_TEXT SEGMENT_
"""
My husband lives in the Caribbean. I travel back and forth every 2 months... he can't live in AU due to work so I will have to move there!


----------



## bundle4me

Morning all,really nervous this morning my line isn't much darker at all today :( this is bad right???? X


----------



## Buffyx

Every second day your HCG doubles. Do you have a pic?


----------



## bundle4me

My last one was 2 evening's ago but did this with fmu x
 



Attached Files:







DSC_0044.jpg
File size: 14 KB
Views: 23


----------



## Buffyx

You're right. It's not very dark. You're still early - you haven't missed a period yet. Maybe just keep testing?


----------



## xxmyheartxx

My tests are always rubbish fmu hun, some people test better later in the day, good luck xxx


----------



## bundle4me

Af due this week sometime, my cycles used to be 28 but since m/c 33,31 & 29 and today is cd28 so not quite sure what my exact day x


----------



## bundle4me

xxmyheartxx said:


> My tests are always rubbish fmu hun, some people test better later in the day, good luck xxx

Thank you might try tea time xx


----------



## Buffyx

Yeah I had a super short cycle last cycle (after my loss) - it really messes things up!! 

I'm sure you'll be fine. Test again later x


----------



## bundle4me

Thank you buffy xx


----------



## bundle4me

Does look darker when put together in suppose. Thanks girls don't no what I'd do with out you xxx :hugs:
 



Attached Files:







Screenshot_2014-12-03-07-29-49.jpg
File size: 23 KB
Views: 23


----------



## emma4g63

bundle4me said:


> Does look darker when put together in suppose. Thanks girls don't no what I'd do with out you xxx :hugs:

look fab them bundle def darker !!!
congrats and try to relax now :happydance::happydance:
lol!!!


----------



## mum140381

nice progression x


----------



## emma4g63

soo confused... took the FRER FMU... big white nothing!!

took and IC at same time same urine... BFN!!!
https://i1142.photobucket.com/albums/n607/emma4g63/Mobile%20Uploads/2014-12/20141203_072400_zpsb9dp1das.jpg


sorry not best pic feel deflated now 
https://i1142.photobucket.com/albums/n607/emma4g63/Mobile%20Uploads/2014-12/20141203_073017_zps3ga549xu.jpg

took two IC yesterday one FMU... and one after work 2.5 hr hold at aorund 7pm..
https://i1142.photobucket.com/albums/n607/emma4g63/Mobile%20Uploads/2014-12/20141203_072638_zpsppwnw5uv.jpg

bottom one is last nights... 
both read after 10 mins though
:cry:


----------



## bundle4me

Oh no emma :( them ic def look bfp xxx :hugs:


----------



## emma4g63

bundle4me said:


> Oh no emma :( them ic def look bfp xxx :hugs:

exactly what i thought!! espec after last nights...its 100% pink and everything!!
so confused.... 
bloody cheap tests


----------



## bundle4me

The ic's are ment to be more sensitive than frer I think. 2 evaps tho just doesn't seem right x


----------



## emma4g63

bundle4me said:


> The ic's are ment to be more sensitive than frer I think. 2 evaps tho just doesn't seem right x

be just my luck though!! started to let my hopes build last night after that second one!! and shouldnt have really...

will see what tommorow brings..
"""
_DATASET CONTENT_
"""
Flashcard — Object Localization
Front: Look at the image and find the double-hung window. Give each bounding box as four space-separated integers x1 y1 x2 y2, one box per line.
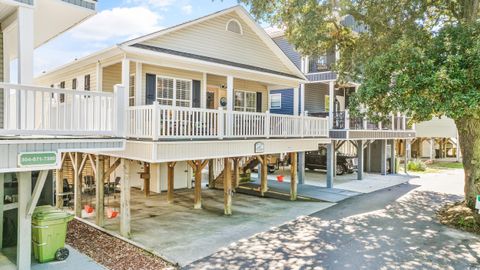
128 75 135 106
270 93 282 109
157 76 192 107
234 90 257 112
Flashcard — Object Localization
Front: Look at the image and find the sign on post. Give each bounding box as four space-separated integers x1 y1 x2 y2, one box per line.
18 152 58 167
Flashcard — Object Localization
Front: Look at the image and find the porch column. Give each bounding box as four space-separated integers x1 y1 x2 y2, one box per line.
380 140 387 175
95 155 105 227
167 162 177 203
390 139 397 174
120 159 130 238
95 61 103 92
223 158 233 216
0 173 5 250
290 152 297 201
327 141 335 188
297 152 305 185
293 87 300 115
257 155 268 196
357 140 365 180
135 62 145 106
328 81 335 129
227 75 234 113
208 159 215 189
122 58 130 108
72 153 83 218
17 172 32 269
55 168 66 209
200 73 207 109
455 132 461 162
17 6 35 84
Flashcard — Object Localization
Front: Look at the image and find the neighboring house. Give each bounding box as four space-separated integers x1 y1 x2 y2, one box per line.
"""
_EXERCISE INSTRUCTIONS_
Continue the forum thread about home pregnancy test results, picking up after its last post. The data have no connection to the text.

_EXERCISE OUTPUT_
more waiting lol!!!! :nope:


----------



## LavenderLove

I'm sorry Emma! :( Those ICs look like BFPs but if they are indeed read after 10 min they could be the dreaded evap. You're really not out until AF hits though!

Congrats to you bundle! That looks like nice progression. :happydance:


----------



## bundle4me

Thank you lavenderlove 
Emma are u using another ic later?


----------



## emma4g63

bundle4me said:


> Thank you lavenderlove
> Emma are u using another ic later?

i might try SMU... on a IC .. what do you think???


----------



## bundle4me

Like myheart said earlier sometimes fmu isn't always the best so yeah give it a try x


----------



## emma4g63

well ill have to do one with a 3 hour hold for SMU... at 10.15 ish before i need to get ready for work!! 

what about you bundle next steps?? are you putting your pregnancy ticker on???
;))


----------



## bundle4me

Feel scared to but yeah suppose I should  fx for u x


----------



## Miss406

Congrads bundle, brilliant progression. Will update the thread now. :)

Baby love, will edit your photo on the laptop, another restless night with baby and insomnia. Struggling at the moment. 

Emma, I'm so sorry. Those bloody tests!! Good luck for smu! :hugs:


----------



## Miss406

CaribbeanBaby, lovely to see that word... No denying that. :)


----------



## bundle4me

Thanks miss, how are you feeling? Any symptoms x


----------



## Buffyx

Great progression Bundle!!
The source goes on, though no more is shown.